**Task:**
Reproduce the whole listing, character for character.
* begin Input records *
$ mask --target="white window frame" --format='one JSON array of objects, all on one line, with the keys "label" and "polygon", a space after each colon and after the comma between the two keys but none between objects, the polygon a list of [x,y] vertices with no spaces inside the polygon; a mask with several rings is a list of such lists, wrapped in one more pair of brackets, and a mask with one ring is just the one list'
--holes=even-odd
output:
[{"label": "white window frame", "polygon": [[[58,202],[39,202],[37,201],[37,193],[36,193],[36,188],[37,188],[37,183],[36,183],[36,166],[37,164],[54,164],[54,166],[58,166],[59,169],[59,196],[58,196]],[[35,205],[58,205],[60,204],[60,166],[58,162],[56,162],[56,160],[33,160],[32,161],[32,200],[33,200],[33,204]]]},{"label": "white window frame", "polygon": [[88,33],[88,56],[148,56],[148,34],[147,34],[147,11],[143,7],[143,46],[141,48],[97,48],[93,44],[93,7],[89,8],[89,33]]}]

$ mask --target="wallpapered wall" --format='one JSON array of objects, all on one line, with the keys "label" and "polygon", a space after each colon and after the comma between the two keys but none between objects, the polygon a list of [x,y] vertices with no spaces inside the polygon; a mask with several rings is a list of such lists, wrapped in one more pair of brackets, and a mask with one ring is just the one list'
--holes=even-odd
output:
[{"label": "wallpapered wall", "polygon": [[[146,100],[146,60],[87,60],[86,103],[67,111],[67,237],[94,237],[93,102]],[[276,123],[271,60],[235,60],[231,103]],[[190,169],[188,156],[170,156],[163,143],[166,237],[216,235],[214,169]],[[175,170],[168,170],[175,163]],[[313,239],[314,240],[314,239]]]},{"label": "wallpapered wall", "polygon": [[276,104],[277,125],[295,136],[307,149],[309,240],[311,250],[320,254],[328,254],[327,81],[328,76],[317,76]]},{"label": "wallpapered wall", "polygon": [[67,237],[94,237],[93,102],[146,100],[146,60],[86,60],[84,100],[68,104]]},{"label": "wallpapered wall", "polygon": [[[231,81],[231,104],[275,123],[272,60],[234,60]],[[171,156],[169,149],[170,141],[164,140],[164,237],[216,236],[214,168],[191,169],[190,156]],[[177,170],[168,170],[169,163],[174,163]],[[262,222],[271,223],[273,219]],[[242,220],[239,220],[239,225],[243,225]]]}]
* end Input records *
**Response to the task:**
$ mask --target="white window frame" --format='one JSON array of objects, all on one line, with the keys "label" and "polygon", a space after each colon and after the comma between the two keys but none between objects, the polygon a list of [x,y] vertices with no spaces inside the polygon; a mask with several rings is a list of such lists, wrapped in one more pair of brackets, and a mask with one ring is just the one list'
--holes=even-odd
output:
[{"label": "white window frame", "polygon": [[[58,202],[39,202],[37,201],[37,193],[36,193],[36,188],[37,188],[37,183],[36,183],[36,166],[37,164],[54,164],[54,166],[58,166],[59,169],[59,196],[58,196]],[[35,205],[58,205],[60,204],[60,166],[58,162],[56,162],[56,160],[33,160],[32,161],[32,200],[33,200],[33,204]]]},{"label": "white window frame", "polygon": [[88,33],[88,56],[148,56],[148,34],[147,34],[147,11],[143,7],[143,46],[141,48],[97,48],[93,44],[93,7],[89,8],[89,33]]}]

$ mask --target="wallpapered wall" --format='one JSON array of objects, all on one line, with the keys "label" and "polygon", a space after each colon and after the comma between the two keys but none between objects, the polygon a list of [x,y] vertices with no spaces inside the polygon; a mask with several rings is a list of such lists, wrapped in one more pair of brackets, and a mask with one ring is just the one list'
--holes=even-odd
output:
[{"label": "wallpapered wall", "polygon": [[[146,100],[146,60],[87,60],[86,103],[67,111],[67,237],[94,237],[93,102]],[[276,123],[271,60],[235,60],[231,103]],[[190,169],[188,156],[170,156],[163,143],[166,237],[216,235],[214,169]],[[175,170],[168,170],[175,163]],[[313,239],[314,240],[314,239]]]},{"label": "wallpapered wall", "polygon": [[276,104],[277,125],[295,136],[307,149],[309,240],[311,250],[320,254],[328,254],[327,81],[328,76],[317,76]]},{"label": "wallpapered wall", "polygon": [[67,237],[94,237],[93,102],[146,100],[146,60],[86,60],[84,100],[68,104]]},{"label": "wallpapered wall", "polygon": [[[231,81],[231,104],[275,123],[272,60],[234,60]],[[171,156],[169,149],[170,141],[164,140],[164,237],[216,236],[214,168],[191,169],[190,156]],[[177,170],[168,170],[169,163],[174,163]],[[262,222],[271,223],[273,219]],[[242,220],[239,220],[239,225],[243,225]]]}]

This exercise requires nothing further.